*PROBLEM REQUIREMENTS*
Would you reproduce the entries exactly, including every line?

*SUPPLIED INFORMATION*
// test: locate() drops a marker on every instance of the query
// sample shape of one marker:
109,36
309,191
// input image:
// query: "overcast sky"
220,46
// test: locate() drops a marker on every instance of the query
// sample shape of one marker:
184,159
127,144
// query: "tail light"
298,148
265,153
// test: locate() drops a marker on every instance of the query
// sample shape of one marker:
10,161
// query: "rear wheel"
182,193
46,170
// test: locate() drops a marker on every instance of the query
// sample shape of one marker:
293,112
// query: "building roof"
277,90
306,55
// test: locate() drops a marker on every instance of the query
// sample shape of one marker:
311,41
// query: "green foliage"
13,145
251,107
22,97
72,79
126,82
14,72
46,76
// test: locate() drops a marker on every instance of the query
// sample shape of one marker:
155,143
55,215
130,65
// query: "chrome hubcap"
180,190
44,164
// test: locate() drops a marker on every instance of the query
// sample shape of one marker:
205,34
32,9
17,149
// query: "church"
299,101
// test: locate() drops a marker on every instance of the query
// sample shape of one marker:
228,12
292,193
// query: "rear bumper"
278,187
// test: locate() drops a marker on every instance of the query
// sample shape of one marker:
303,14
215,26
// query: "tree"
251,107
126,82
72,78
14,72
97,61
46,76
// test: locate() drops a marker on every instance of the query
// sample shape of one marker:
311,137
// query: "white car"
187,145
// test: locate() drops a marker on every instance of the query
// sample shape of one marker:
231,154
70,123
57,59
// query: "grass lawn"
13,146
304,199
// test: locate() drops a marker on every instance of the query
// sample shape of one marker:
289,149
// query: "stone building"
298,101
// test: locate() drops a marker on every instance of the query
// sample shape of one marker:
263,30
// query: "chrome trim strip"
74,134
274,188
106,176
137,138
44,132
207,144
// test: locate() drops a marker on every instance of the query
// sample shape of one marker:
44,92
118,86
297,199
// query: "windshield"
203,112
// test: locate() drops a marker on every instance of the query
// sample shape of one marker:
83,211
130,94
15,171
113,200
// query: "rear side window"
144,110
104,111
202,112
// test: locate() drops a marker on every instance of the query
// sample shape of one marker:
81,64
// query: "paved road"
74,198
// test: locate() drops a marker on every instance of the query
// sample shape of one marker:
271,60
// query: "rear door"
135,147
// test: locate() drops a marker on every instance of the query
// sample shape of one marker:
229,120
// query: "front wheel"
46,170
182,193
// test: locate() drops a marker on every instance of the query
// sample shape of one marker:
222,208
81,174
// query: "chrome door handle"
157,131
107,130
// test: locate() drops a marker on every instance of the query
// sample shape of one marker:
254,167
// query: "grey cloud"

*EXERCISE SOLUTION*
// test: locate() drops a marker on every instance of the query
// sample shape of one marker:
109,36
309,191
// input image:
// query: "overcast sky"
220,46
// test: locate() drops a marker on every instance of the query
// sample shape of one marker:
184,159
127,144
// query: "tail light"
298,148
265,153
// test: locate() drops a marker on every instance of the query
// sample shape of one marker:
10,161
// query: "rear wheel"
182,193
46,170
// test: locate() drops a marker on every instance of the query
// sample shape of one marker:
293,112
// query: "building roof"
277,90
306,55
// test: locate() drops a marker on every instance of the query
// sample shape of one marker:
311,41
// query: "green foliage"
13,145
251,107
22,97
72,79
126,82
14,72
46,76
// test: locate() drops a marker on every instance of the query
// sample shape of one marker:
155,143
55,215
130,65
// query: "chrome hubcap"
180,190
44,164
// test: locate() drops a marker on every instance of the query
// sample shape of one marker:
205,34
32,9
17,149
// query: "church"
299,101
// test: locate() drops a marker on every instance of the query
// sample shape of one marker:
228,12
292,193
// query: "rear bumper"
278,187
// test: locate() drops a marker on every instance of the query
// sample shape of one marker:
303,14
215,26
// query: "tree"
251,107
126,82
72,78
14,72
97,61
46,76
// test: locate() drops a marker on every instance of the query
// sample shape of one marker:
311,137
// query: "white car"
187,145
// test: locate() drops a marker on every instance of the query
// sample shape of one marker:
231,154
70,123
57,59
// query: "grass lawn"
13,146
304,199
// test: locate() drops a marker on every instance of the query
// sample shape of one marker:
289,149
// query: "stone building"
298,101
// test: locate() drops a marker on every instance of the query
// sample shape of one marker:
263,30
// query: "chrome trim strip"
74,134
274,188
106,176
137,138
44,132
207,144
// test: locate() drops a marker on every instance of the query
// sample shape of one marker:
44,92
118,86
297,199
// query: "windshield"
203,112
// test: locate() drops a marker on every instance of the query
// sample shape of one marker:
83,211
130,94
15,171
113,200
// query: "rear side window"
144,110
104,111
202,112
// test: locate() drops a marker on every instance of the query
// sample shape of one marker:
81,64
// query: "paved road"
74,198
// test: locate() drops a marker on every instance of the query
// sample shape of one marker:
271,60
// query: "rear door"
135,147
// test: locate() drops a marker on every instance of the query
// sample shape of one marker:
229,120
// query: "front wheel"
46,170
182,193
// test: locate() drops a marker on every instance of the query
// sample shape of one marker:
222,208
81,174
// query: "chrome door handle"
157,131
107,130
// test: locate() drops a marker on every instance of the query
// sample shape of one marker:
254,167
// query: "grey cloud"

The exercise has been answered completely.